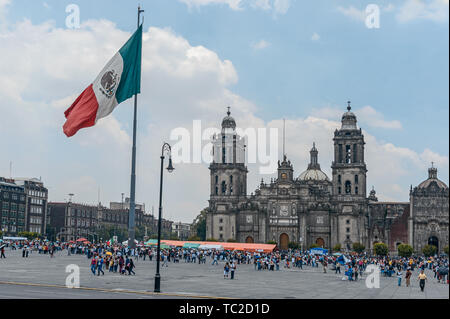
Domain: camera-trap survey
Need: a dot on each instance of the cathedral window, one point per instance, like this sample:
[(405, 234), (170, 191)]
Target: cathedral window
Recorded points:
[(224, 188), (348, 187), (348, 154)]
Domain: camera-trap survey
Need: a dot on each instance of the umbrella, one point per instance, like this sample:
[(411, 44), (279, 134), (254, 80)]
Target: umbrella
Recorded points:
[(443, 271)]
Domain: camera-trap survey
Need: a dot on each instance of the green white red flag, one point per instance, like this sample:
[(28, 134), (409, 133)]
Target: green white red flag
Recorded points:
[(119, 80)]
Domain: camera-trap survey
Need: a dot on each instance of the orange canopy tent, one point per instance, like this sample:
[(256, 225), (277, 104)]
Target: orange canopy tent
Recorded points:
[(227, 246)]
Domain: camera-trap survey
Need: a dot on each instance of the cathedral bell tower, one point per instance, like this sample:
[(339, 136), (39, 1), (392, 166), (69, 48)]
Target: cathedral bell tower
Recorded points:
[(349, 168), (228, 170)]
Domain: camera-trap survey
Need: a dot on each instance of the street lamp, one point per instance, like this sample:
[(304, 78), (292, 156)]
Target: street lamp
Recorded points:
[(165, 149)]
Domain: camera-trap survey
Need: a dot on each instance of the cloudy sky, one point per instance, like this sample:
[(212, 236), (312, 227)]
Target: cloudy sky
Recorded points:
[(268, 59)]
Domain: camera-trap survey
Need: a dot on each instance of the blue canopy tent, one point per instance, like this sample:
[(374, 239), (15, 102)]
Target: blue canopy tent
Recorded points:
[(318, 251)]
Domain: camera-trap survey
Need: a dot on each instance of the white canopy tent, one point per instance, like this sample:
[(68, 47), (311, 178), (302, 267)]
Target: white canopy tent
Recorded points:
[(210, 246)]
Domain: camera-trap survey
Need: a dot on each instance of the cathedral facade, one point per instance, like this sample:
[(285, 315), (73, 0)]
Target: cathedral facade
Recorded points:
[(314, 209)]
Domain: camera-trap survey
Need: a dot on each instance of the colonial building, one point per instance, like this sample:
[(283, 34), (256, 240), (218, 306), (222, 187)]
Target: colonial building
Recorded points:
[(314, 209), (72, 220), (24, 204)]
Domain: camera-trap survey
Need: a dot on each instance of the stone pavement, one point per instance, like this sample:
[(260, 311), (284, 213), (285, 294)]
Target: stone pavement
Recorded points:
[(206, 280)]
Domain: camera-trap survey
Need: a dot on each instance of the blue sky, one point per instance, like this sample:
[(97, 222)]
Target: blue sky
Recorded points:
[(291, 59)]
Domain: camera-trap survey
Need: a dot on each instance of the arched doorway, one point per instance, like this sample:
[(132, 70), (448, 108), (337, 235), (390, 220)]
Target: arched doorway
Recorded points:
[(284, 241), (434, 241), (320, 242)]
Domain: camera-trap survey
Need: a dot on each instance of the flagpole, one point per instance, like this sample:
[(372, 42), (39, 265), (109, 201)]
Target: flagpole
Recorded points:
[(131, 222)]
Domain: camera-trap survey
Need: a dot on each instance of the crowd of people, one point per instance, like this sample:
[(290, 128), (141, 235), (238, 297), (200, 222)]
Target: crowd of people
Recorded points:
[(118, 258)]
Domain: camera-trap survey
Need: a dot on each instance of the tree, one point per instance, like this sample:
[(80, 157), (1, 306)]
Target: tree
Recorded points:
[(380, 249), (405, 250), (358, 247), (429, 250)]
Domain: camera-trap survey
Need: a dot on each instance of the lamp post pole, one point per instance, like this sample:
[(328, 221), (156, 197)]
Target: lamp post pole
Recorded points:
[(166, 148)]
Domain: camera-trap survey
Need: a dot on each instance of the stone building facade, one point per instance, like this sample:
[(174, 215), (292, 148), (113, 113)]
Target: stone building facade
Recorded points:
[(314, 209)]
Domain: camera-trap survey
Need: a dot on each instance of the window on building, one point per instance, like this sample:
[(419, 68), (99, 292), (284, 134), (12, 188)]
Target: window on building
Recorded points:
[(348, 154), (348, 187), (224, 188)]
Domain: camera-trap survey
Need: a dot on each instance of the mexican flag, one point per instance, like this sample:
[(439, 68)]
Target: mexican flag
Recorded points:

------------

Go through the entries and retype each one exactly, skipping any image.

#### Written response:
Domain: camera-trap survey
Need: a dot on each instance of the cathedral window, one point per instance, like this sample:
[(405, 234), (170, 191)]
Target: cathedral window
Recorded points:
[(224, 188), (348, 187), (348, 154)]
Domain: camera-trap survey
Need: a dot on each instance of the umbrella, one point per instance, like this sample:
[(411, 44), (279, 134), (254, 80)]
Target: umbrella
Recorded points:
[(443, 271)]
Domain: camera-trap survey
Need: a dot on each instance of the green white red flag, one point per instance, like this sample:
[(28, 134), (409, 133)]
Target: green white red flag
Recorded points:
[(119, 80)]
Domain: camera-trap survey
Need: a dot on each instance of the orange canopy tent, one point per instance, like this sample:
[(256, 225), (277, 104)]
Target: orange canopy tent
Recorded points:
[(227, 246)]
Domain: camera-trap survey
Need: a dot on each instance of the cathedral bell tower, one point per instance, like this sample:
[(339, 136), (39, 1), (392, 166), (69, 48)]
Target: cathedral bell tower
Recorded points:
[(349, 168), (228, 170)]
Domain: camera-trap survey
Need: a dot on each instance of the street lamp, one point per instance, like this sample:
[(304, 78), (292, 156)]
Target: street lamp
Recorded points:
[(165, 149)]
Domain: camera-trap survey
Need: a dot on each instance of the cloudy sky, one point per instance, like this sample:
[(212, 236), (312, 227)]
Target: cloudy sky
Recorded points:
[(268, 59)]
Domain: camera-trap survey
Need: a dot on each instance of the blue canopy tent, one point per instance, like this sample:
[(374, 239), (15, 102)]
Target: blue canopy tent
Recorded points:
[(318, 251)]
Domain: camera-trap survey
Need: a dot on each instance of the white canopy tent, one point per instance, like this sample:
[(68, 47), (311, 178), (302, 267)]
Target: white canopy tent
Recorded points:
[(210, 246)]
Domain: camera-trap survey
Need: a dot on each instance of the cathedral facade, one point per instance, like this sample:
[(285, 315), (73, 0)]
Target: cathedral facade
Recorded points:
[(314, 209)]
Domain: camera-trap survey
Need: a dot on each instance of the colonial building, one point per instance, like this sample:
[(283, 34), (256, 240), (218, 306), (222, 187)]
Target: colonial building
Recorded points:
[(314, 209), (72, 220), (24, 204)]
Domain: camera-trap survey
Need: a dot on each instance of the stone pavement, one point per instance, like this sample:
[(260, 311), (284, 213), (285, 294)]
Target: stone pavement
Recorded points:
[(206, 280)]
Domain: camera-trap survey
Need: a dot on each instance of the blue sky, one point per instance, like this sample:
[(97, 222)]
Target: blue sky
Recorded points:
[(291, 59)]
Domain: camera-trap survey
Need: a dot on each instance of the arched doorway, one point per instance, like this sample:
[(132, 70), (448, 108), (337, 235), (390, 220)]
Target: arched doorway
Recorded points:
[(284, 241), (434, 241), (320, 242)]
Domain: camera-trap survey
Need: a dot on each instance of the flagpole, one point per instance, like this sample:
[(372, 42), (39, 265), (109, 201)]
Target: flagpole
Recorded points:
[(131, 222)]
Domain: camera-trap survey
Need: a dot on each instance of the crowd of people, one point per instance, like this sample:
[(290, 128), (141, 235), (238, 297), (200, 222)]
Target: crowd of people
Recorded points:
[(118, 258)]
Domain: camera-trap survey
Need: a dot on each instance of the tree, one point per instance, like this sample:
[(80, 157), (1, 306)]
Target: tree
Recorded points:
[(380, 249), (405, 250), (358, 247), (429, 250)]
Domain: camera-trap survey
Need: a dot on each instance of the lamp post pole, one point per instance, like this sample:
[(328, 221), (156, 197)]
Target: lamp post pole
Recorded points:
[(166, 148)]
Domain: camera-trap survey
Need: a dot on each instance of the stone building facade, one point per instance, like this sample:
[(174, 215), (292, 148), (113, 113)]
Target: stone building facade
Recorded points:
[(314, 209)]
Domain: camera-trap survey
Need: a dot on each instance of the window on building, one point per instance, like this sample:
[(419, 68), (99, 292), (284, 134), (12, 188)]
Target: window on building
Recorded points:
[(348, 154), (348, 187), (224, 188)]
Domain: camera-trap survey
Need: a dot on each instance of the mexican flag, one point per instance, like this sample:
[(439, 68)]
Target: mexican flag
Recorded points:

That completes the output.